▸ Document segment
The meaning of gothic has had a curious evolution. The truth is, historians know very little about the original Germanic Goths, apart from their role in the fall of the Roman Empire, led by Alaric in 410. Yet, thanks to being both powerful and enigmatic, they’ve had a huge impact on our historic imagination, linking medieval architecture to the post-punk British pop scene. As a young teenager I fell in love with gothic music – Bauhaus, The Cure, The Sisters of Mercy – because I was looking for drama, magic and escapism. Gothic expresses the wilder elements of our untamed nature –feeling haunted, beguiled, isolated, yearning. It is the power of the night; it is looking into the abyss but not falling; it is the definition of emotional excess.

Above all, gothic is monumental. Originating in the hands of Norman stonemasons, their motifs of Romanesque design developed into the full-blown cathedrals of the Frankish Capetians. The architectural style was held in contempt by sixteenth-century art historian Giorgio Vasari who, because of the sack of Rome, revived the notion of the Goths as barbarous thugs, turning gothic into an insult that stuck. Vasari believed all post-classical architecture to be a disordered, Goth-influenced intrusion. His resurrection of this ancient grievance was the butterfly-wing movement that culminated in our idea of gothic chaos.

Vasari’s English contemporary, the historian John Foxe, introduced “Bloody Mary” to the gothic canon when his 1563 Book of Martyrs depicted her execution of more than 300 high-profile Protestants who’d refused to renounce their faith. The book’s horribly graphic woodcut illustrations, tinted with vivid reds, personified the macabre in England’s popular imagination. While some historians now believe Mary’s reputation to be unjust – England’s first female monarch was making a final attempt to reassert Catholicism by repealing her father’s Act of Supremacy – Foxe’s Tudor bestseller successfully conflated all the pain, torture and death her people had suffered under Rome’s power. His ideas were explored in later gothic literature, spooking readers with invocations of Catholic cruelty. English plays became steeped in murder and vengeance. Christopher Marlowe’s The Massacre at Paris (1593) is a classic post-Foxe, anti-Catholic story based on the events of the 1572 St Bartholomew Day Massacre, depicting Catholics as ruthless and deceitful murderers, and Protestants as blameless saints. English Protestants relished all these sixteenth-century tales of retribution, murder, hauntings, madness, dreams, graveyards and the blurred boundaries between real and unreal.

▸ Stated goal A
In the essay on how the meaning of gothic evolved, how many Protestants does Foxe's Book of Martyrs show Mary executing?
▸ Stated goal B
Carry the essay on how the meaning of gothic evolved forward, starting right after its last sentence.

▸ Record excerpts
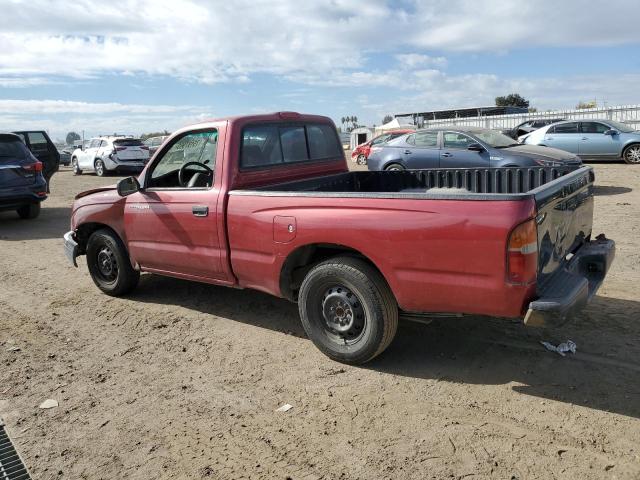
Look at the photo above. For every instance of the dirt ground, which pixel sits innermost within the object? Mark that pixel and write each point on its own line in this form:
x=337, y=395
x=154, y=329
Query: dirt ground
x=182, y=380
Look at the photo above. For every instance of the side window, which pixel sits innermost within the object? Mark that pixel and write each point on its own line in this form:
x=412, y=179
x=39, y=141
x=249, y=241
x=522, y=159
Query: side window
x=571, y=127
x=199, y=147
x=594, y=127
x=426, y=139
x=456, y=140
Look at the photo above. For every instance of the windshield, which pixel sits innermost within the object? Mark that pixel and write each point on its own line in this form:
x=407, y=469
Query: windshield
x=621, y=127
x=13, y=149
x=493, y=138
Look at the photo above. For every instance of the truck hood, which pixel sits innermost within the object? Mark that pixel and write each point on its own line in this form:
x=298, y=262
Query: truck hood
x=536, y=151
x=95, y=190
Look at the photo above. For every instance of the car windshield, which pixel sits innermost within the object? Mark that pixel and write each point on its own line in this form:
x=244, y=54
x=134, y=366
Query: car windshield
x=13, y=149
x=493, y=138
x=621, y=127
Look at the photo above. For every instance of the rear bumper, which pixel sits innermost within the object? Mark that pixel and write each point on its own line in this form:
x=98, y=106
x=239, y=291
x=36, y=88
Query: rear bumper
x=573, y=286
x=71, y=248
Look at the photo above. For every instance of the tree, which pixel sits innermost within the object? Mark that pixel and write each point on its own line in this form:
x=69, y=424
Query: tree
x=512, y=100
x=72, y=137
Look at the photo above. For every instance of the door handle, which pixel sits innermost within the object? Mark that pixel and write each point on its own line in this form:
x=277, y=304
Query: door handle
x=200, y=210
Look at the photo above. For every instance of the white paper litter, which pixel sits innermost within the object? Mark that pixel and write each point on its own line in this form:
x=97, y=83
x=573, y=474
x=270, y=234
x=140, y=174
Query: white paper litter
x=285, y=408
x=49, y=403
x=563, y=348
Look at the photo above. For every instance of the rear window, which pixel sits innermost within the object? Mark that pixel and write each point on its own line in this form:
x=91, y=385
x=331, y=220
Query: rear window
x=12, y=148
x=272, y=144
x=128, y=142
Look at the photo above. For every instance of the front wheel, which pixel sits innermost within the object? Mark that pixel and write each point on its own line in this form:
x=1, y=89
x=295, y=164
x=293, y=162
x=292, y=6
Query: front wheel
x=99, y=167
x=28, y=212
x=348, y=310
x=109, y=264
x=631, y=154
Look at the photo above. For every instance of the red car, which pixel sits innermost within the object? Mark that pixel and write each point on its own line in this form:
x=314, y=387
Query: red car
x=267, y=202
x=361, y=152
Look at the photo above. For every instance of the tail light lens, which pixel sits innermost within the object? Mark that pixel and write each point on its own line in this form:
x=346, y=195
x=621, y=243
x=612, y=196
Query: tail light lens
x=522, y=253
x=33, y=167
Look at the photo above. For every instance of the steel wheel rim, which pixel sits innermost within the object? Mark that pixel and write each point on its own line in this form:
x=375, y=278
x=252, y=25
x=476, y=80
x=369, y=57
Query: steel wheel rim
x=633, y=154
x=344, y=318
x=107, y=264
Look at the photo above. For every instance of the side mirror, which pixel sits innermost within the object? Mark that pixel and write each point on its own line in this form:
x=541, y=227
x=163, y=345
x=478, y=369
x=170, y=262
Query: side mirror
x=127, y=186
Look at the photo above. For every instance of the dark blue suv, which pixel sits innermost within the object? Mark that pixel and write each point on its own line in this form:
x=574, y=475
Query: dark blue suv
x=22, y=184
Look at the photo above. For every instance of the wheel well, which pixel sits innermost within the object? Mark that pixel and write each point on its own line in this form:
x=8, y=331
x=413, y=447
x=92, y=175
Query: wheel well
x=84, y=231
x=303, y=259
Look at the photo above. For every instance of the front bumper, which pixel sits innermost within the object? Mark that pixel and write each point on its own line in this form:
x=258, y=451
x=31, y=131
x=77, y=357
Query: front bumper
x=71, y=248
x=573, y=286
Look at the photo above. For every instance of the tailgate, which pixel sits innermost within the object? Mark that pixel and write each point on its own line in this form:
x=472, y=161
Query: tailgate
x=564, y=220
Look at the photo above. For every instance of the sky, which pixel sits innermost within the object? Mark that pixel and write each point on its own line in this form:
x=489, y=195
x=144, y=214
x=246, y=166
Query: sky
x=136, y=66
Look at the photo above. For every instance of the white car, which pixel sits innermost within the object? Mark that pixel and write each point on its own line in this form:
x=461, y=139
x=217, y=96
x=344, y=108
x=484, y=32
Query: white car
x=110, y=154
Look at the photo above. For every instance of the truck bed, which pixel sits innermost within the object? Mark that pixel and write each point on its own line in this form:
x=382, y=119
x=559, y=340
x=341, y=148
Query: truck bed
x=454, y=183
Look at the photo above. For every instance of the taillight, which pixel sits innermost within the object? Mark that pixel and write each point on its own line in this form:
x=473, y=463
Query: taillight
x=522, y=253
x=33, y=167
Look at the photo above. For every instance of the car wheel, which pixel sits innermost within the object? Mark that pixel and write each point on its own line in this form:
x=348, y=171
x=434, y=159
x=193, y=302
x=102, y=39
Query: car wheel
x=348, y=310
x=29, y=211
x=75, y=166
x=631, y=154
x=109, y=264
x=394, y=167
x=99, y=167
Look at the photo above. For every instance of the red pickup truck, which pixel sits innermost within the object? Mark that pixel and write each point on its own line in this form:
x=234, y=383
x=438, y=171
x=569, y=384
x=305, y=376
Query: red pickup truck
x=267, y=202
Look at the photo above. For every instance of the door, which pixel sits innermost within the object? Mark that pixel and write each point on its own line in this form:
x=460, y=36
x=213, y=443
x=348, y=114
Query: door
x=172, y=223
x=594, y=143
x=455, y=152
x=565, y=136
x=422, y=150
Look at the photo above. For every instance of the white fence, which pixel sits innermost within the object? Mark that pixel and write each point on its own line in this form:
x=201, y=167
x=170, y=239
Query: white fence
x=629, y=114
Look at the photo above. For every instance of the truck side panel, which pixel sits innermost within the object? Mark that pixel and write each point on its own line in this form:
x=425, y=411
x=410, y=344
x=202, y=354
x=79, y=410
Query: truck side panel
x=436, y=255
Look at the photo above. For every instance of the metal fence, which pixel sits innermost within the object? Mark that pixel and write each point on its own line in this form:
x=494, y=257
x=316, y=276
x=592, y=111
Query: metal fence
x=629, y=114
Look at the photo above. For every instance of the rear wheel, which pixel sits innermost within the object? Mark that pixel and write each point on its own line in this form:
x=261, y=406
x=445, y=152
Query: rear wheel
x=109, y=264
x=631, y=154
x=348, y=310
x=99, y=167
x=29, y=211
x=394, y=167
x=75, y=166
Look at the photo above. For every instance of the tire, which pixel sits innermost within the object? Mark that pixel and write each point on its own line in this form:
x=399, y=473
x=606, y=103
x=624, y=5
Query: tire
x=30, y=211
x=98, y=166
x=109, y=264
x=394, y=167
x=348, y=310
x=631, y=154
x=75, y=166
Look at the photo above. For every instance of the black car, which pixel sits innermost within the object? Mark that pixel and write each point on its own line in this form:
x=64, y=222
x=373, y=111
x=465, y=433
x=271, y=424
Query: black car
x=22, y=183
x=43, y=149
x=464, y=147
x=529, y=126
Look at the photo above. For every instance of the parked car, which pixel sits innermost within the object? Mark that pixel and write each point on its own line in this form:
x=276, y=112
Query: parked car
x=463, y=147
x=591, y=139
x=39, y=143
x=267, y=202
x=154, y=143
x=22, y=183
x=361, y=152
x=110, y=154
x=529, y=126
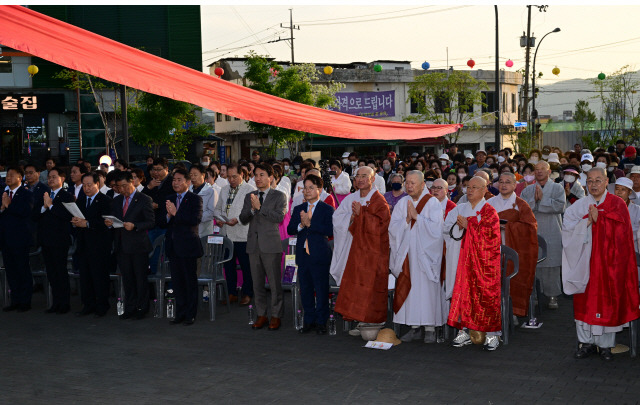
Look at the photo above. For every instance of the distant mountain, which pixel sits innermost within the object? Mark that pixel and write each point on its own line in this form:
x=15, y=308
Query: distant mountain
x=561, y=96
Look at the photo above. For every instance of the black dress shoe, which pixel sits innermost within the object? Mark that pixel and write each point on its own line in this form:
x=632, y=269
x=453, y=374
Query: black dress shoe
x=585, y=351
x=307, y=328
x=605, y=353
x=11, y=307
x=85, y=311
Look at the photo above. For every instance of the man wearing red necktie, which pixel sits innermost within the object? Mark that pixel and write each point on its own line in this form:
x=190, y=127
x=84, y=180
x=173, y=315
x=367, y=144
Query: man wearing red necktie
x=132, y=245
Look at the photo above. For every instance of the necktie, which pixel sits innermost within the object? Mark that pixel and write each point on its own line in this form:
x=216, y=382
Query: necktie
x=306, y=242
x=126, y=206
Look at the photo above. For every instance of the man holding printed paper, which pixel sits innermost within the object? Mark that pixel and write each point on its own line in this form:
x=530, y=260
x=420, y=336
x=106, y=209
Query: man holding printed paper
x=311, y=222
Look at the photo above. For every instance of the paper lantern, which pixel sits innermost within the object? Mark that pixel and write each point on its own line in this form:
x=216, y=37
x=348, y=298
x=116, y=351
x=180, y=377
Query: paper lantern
x=32, y=69
x=105, y=159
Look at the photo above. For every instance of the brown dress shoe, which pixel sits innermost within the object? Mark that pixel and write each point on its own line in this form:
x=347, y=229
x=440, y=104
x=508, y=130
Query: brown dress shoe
x=274, y=324
x=260, y=322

▸ Reply A
More than 300 high-profile Protestants.

▸ Reply B
For the gothic aesthetic, we must look to – where else? – Italy. The renegade seventeenth-century Neapolitan artist, Salvator Rosa, held a particular fascination for the English aristocracy, who brought his canvases back from Grand Tours to hang on the walls of their ancient piles/great houses. Growing up in the aftermath of a Mount Vesuvius eruption, his paintings of rural scenes make you shiver rather than sigh. A classic Salvator Rosa portrays desolate mountains, caverns, dead trees and moody skies, but he was perhaps most famous for illustrating the occult. Witches at their Incantations (1646), purchased by the first Earl Spencer and now in the National Gallery, is a feast of disturbing images. And if it turns the stomach today it must have caused convulsions 400 years ago, when the notion of satanic witches getting up to night-time tricks was all too real. Salvator Rosa refined and distilled the Book of Martyrs’ vivid horror show into a dark spiritualism rooted in the natural world and seeded a new sorcery.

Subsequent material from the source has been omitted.